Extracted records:

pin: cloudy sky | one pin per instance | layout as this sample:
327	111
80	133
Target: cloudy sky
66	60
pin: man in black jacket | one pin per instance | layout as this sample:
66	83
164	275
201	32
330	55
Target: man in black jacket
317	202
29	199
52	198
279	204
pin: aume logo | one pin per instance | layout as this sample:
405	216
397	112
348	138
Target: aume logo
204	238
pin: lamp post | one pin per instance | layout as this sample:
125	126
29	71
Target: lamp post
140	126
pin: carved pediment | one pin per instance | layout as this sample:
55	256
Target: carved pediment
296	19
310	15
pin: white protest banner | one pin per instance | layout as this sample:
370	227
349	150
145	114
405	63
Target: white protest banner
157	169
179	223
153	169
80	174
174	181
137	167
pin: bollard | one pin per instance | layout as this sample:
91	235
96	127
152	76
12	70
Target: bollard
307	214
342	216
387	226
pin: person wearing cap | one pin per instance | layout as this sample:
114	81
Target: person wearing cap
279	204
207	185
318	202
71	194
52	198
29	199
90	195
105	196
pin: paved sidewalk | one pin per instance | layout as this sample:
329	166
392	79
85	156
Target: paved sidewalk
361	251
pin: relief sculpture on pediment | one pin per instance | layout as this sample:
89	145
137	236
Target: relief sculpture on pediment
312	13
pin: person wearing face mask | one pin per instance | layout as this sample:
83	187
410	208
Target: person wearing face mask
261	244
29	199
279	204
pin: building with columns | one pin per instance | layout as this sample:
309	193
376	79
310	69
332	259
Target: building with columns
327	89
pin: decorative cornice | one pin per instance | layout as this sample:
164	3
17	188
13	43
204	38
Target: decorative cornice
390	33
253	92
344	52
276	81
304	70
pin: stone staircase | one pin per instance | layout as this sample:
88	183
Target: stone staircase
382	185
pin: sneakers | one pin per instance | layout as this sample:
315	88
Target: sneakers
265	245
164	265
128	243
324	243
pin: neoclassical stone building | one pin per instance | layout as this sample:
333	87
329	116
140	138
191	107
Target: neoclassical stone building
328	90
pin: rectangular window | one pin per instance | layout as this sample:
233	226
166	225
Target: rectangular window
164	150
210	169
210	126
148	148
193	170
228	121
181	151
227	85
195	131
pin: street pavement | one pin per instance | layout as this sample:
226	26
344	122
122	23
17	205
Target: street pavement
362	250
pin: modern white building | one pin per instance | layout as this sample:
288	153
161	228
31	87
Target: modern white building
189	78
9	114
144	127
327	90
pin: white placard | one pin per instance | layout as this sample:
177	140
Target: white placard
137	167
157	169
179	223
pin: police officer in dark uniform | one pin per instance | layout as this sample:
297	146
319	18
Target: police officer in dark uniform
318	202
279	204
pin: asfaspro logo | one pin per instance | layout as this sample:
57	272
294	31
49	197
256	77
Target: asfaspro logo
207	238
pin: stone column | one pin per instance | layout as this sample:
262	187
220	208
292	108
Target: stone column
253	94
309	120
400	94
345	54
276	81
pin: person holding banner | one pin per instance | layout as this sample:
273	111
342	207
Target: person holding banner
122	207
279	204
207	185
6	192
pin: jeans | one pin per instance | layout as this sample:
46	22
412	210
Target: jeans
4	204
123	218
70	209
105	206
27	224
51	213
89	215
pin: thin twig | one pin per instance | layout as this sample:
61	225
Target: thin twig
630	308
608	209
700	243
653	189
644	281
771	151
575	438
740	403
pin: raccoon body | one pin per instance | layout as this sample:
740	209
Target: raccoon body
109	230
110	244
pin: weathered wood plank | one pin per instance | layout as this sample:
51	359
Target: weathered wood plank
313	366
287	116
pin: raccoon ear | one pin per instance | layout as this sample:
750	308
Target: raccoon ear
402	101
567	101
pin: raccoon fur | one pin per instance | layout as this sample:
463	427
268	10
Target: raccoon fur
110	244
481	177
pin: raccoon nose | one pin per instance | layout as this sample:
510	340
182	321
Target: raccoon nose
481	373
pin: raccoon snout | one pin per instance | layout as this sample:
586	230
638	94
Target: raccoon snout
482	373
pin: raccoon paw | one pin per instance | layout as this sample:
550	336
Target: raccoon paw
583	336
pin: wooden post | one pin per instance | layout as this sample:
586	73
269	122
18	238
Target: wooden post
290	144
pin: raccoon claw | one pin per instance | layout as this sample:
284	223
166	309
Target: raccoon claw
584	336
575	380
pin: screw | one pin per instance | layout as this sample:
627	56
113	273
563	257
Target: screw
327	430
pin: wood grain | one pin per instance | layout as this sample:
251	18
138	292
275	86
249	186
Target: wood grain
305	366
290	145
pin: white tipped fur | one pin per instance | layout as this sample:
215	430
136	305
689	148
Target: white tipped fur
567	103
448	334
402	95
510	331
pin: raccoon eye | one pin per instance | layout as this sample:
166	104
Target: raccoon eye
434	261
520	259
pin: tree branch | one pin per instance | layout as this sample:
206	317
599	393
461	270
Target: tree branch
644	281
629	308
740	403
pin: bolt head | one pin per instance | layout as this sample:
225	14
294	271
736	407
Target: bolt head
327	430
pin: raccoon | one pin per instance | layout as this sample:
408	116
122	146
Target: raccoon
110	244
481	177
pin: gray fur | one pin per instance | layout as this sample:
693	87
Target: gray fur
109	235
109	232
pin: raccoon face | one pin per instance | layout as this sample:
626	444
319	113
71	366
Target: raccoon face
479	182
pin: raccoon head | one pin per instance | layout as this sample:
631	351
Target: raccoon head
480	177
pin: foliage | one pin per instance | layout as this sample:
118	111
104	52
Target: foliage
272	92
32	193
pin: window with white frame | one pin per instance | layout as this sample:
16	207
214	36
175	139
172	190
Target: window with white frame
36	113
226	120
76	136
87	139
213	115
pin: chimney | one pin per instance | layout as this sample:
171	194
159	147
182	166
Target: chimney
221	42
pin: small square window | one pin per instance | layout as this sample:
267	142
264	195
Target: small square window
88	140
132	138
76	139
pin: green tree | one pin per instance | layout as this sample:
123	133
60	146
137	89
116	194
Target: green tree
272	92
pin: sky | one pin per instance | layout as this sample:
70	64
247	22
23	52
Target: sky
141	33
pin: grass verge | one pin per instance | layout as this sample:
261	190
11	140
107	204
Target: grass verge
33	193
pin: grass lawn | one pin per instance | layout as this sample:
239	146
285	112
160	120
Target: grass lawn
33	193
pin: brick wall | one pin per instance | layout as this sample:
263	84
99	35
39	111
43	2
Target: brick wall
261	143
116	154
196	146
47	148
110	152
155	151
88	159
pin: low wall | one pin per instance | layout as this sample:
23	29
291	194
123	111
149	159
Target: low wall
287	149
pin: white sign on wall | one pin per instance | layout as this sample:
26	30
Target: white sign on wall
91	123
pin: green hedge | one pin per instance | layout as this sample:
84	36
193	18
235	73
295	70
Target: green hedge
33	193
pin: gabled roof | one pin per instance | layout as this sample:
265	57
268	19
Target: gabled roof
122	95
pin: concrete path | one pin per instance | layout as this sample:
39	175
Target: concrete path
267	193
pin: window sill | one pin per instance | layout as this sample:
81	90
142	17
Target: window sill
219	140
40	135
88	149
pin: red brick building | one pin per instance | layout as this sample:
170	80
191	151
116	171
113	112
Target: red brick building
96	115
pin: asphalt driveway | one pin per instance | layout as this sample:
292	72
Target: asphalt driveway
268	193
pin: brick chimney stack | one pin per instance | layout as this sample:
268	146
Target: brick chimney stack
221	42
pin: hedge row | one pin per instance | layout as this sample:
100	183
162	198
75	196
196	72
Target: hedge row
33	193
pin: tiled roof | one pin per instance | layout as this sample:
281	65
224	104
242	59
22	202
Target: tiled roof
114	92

→ What is required: Please transcribe all of the data above exactly.

→ Task response:
pin: cloudy sky | one pin per instance | layout as this sample:
327	111
80	133
Target: cloudy sky
66	60
pin: man in black jacket | one pin per instance | layout as this sample:
66	83
164	275
201	32
330	55
Target: man in black jacket
317	202
29	199
52	198
279	204
pin: aume logo | one pin per instance | layout as this sample:
405	216
397	112
348	138
Target: aume logo
204	238
pin: lamp post | one pin per instance | layout as this sample:
125	126
29	71
Target: lamp post
140	126
pin: carved pediment | one pin per instance | layout as this sample:
55	256
Target: carved pediment
296	19
310	15
pin: white protest banner | one pin per instance | layout as this sample:
370	227
349	150
145	114
405	63
Target: white protest banner
157	169
179	223
153	169
80	174
174	181
137	167
pin: bollard | one pin per instance | layout as this sample:
91	235
96	127
152	76
12	70
Target: bollard
307	214
342	216
387	226
pin: person wearing cap | one pin per instance | layout as this sample:
114	81
Target: person wearing cap
279	204
207	185
318	202
71	194
52	198
29	199
90	195
105	196
pin: paved sidewalk | one pin per instance | layout as this sample:
329	166
392	79
85	156
Target: paved sidewalk
361	251
pin: relief sculpture on pediment | one pin per instance | layout as this sample:
89	145
137	236
Target: relief sculpture on pediment
312	13
pin: person wearing face mask | one pin per instance | layout as this sample:
83	187
410	208
Target: person wearing face mask
261	244
29	199
279	204
pin: building with columns | one pin per instance | layout as this sample:
309	193
376	79
310	69
332	259
Target: building with columns
327	89
pin: decorative cornice | one pin per instance | layout as this sample:
164	3
17	188
13	43
204	38
Target: decorative cornice
390	33
253	92
344	52
276	81
304	70
pin: stone staircase | one pin per instance | layout as this sample:
88	183
Target: stone staircase
382	185
pin: sneakers | one pin per instance | layout as this sample:
315	88
Target: sneakers
265	245
164	265
128	243
324	243
pin: neoclassical stone building | one pin per instance | layout as this sample:
333	87
329	116
140	138
191	107
Target: neoclassical stone building
328	90
pin: rectangular window | one pin per instance | layout as this sample:
233	226
166	225
Target: rectangular window
164	150
210	169
210	126
148	148
193	170
228	121
181	151
227	85
195	131
pin: street pavement | one pin per instance | layout as this sample:
226	26
344	122
122	23
17	205
Target: street pavement
362	250
pin: modern white building | one pin per instance | layout as this sample:
288	153
161	228
31	87
Target: modern white building
189	78
9	114
144	127
327	90
pin: white placard | one pin per instance | layout as this sample:
177	140
Target: white placard
137	167
157	169
179	223
pin: police officer in dark uniform | one pin per instance | layout as this sample:
297	146
319	18
Target: police officer in dark uniform
318	202
279	204
pin: asfaspro logo | one pin per instance | layout as this sample:
57	272
294	31
49	197
256	77
Target: asfaspro logo
207	238
pin: stone column | one pin per instance | layout as this sample:
262	187
220	208
292	108
Target: stone column
253	94
309	120
400	94
345	54
276	81
pin: person holding banner | one pin per instance | layout as this sample:
273	111
342	207
Target: person holding banner
122	207
279	204
207	185
6	192
pin: jeans | one pin per instance | layout as this sample:
46	22
412	210
Target: jeans
4	204
123	218
70	209
105	206
27	224
51	213
89	215
pin: thin twig | one pin per instance | layout as this sample:
61	225
Target: thin twig
630	308
608	209
700	243
653	189
644	281
771	151
575	438
740	403
pin: raccoon body | one pin per instance | layout as this sample:
740	209
Target: raccoon body
109	230
110	244
pin: weathered wood plank | one pin per instance | layout as this sample:
51	359
Target: weathered wood plank
313	366
287	116
pin: raccoon ear | one pin per instance | layout as this sample:
750	308
Target: raccoon ear
402	101
567	101
pin: raccoon fur | one pin per instance | layout as this sample:
463	427
268	10
Target: raccoon fur
110	244
481	177
pin: raccoon nose | one pin per instance | layout as this sample:
510	340
182	321
Target: raccoon nose
481	373
pin: raccoon snout | one pin per instance | layout as this sample:
586	230
638	94
Target: raccoon snout
482	373
pin: raccoon paw | one pin per instance | layout as this sample:
550	336
Target: raccoon paw
583	336
pin: wooden post | one pin per instance | layout as this sample:
586	73
269	122
18	238
Target: wooden post
290	144
pin: raccoon claw | one pin per instance | layout as this sample:
284	223
166	309
Target: raccoon claw
584	336
575	380
pin: screw | one pin per instance | layout as this sample:
627	56
113	273
563	257
Target: screw
327	430
pin: wood grain | one pin per instance | layout as this sample:
251	18
138	292
275	86
249	186
Target: wood grain
305	366
290	145
pin: white tipped fur | one pin per instance | layout as this sample:
215	430
136	305
689	148
Target: white tipped fur
567	103
448	334
402	95
510	331
pin: raccoon eye | one pin per instance | layout as this sample:
166	104
Target: raccoon eye
434	261
520	259
pin: tree branch | one pin per instance | layout as this sample:
206	317
599	393
461	270
Target: tree branch
644	281
629	308
740	403
pin: bolt head | one pin per instance | layout as this sample:
225	14
294	271
736	407
Target: bolt head
327	430
pin: raccoon | one pin per instance | layout as this sample:
408	116
122	146
Target: raccoon
110	244
481	177
pin: gray fur | one pin per instance | layout as this sample:
693	87
Target: gray fur
109	235
109	232
pin: raccoon face | one pin per instance | layout as this sample:
626	444
319	113
71	366
Target: raccoon face
479	182
pin: raccoon head | one pin per instance | layout as this sample:
631	351
Target: raccoon head
480	177
pin: foliage | one pin per instance | layout as this sample:
118	111
104	52
Target: foliage
272	92
32	193
pin: window with white frame | one pin per instance | layout as this sample:
16	207
214	36
175	139
172	190
Target: window with white frame
36	113
226	120
76	136
87	139
213	115
pin: chimney | one pin per instance | layout as this sample:
171	194
159	147
182	166
Target: chimney
221	42
pin: small square window | one pin per instance | layout as this sample:
267	142
264	195
Target: small square window
88	140
132	138
76	139
pin: green tree | one pin per instance | layout as this sample:
123	133
60	146
137	89
116	194
Target: green tree
272	92
pin: sky | one pin per instance | layout as this sample:
70	64
247	22
23	52
Target: sky
141	33
pin: grass verge | one pin per instance | layout as this sample:
261	190
11	140
107	204
Target: grass verge
33	193
pin: grass lawn | one pin per instance | layout as this sample:
239	146
285	112
160	120
Target: grass lawn
33	193
pin: brick wall | one pin per instance | layout as this sample:
263	84
99	35
39	111
43	2
Target: brick wall
261	143
116	154
196	146
47	148
110	152
155	151
88	159
pin: low wall | one pin per instance | layout as this sample:
23	29
291	194
123	111
149	159
Target: low wall
287	149
pin: white sign on wall | one pin per instance | layout as this sample:
26	30
Target: white sign on wall
91	123
pin: green hedge | one pin per instance | layout as this sample:
84	36
193	18
235	73
295	70
Target: green hedge
33	193
pin: gabled roof | one pin per instance | layout as this sample:
265	57
268	19
Target: gabled roof
122	95
pin: concrete path | one pin per instance | layout as this sample:
39	175
Target: concrete path
267	193
pin: window sill | one pin per instance | layout as this sample:
81	90
142	17
Target: window sill
219	140
40	135
88	149
pin: red brick building | one pin per instance | layout as this sample:
170	80
191	151
116	171
113	112
Target: red brick building
96	115
pin: asphalt driveway | one pin per instance | layout as this sample:
292	72
Target: asphalt driveway
268	193
pin: brick chimney stack | one pin per instance | layout as this sample:
268	146
Target: brick chimney stack
221	42
pin: hedge row | one pin per instance | layout as this sample:
100	183
162	198
75	196
196	72
Target: hedge row
33	193
pin: tiled roof | one pin per instance | layout as this sample:
281	65
224	104
242	59
22	202
Target: tiled roof
114	92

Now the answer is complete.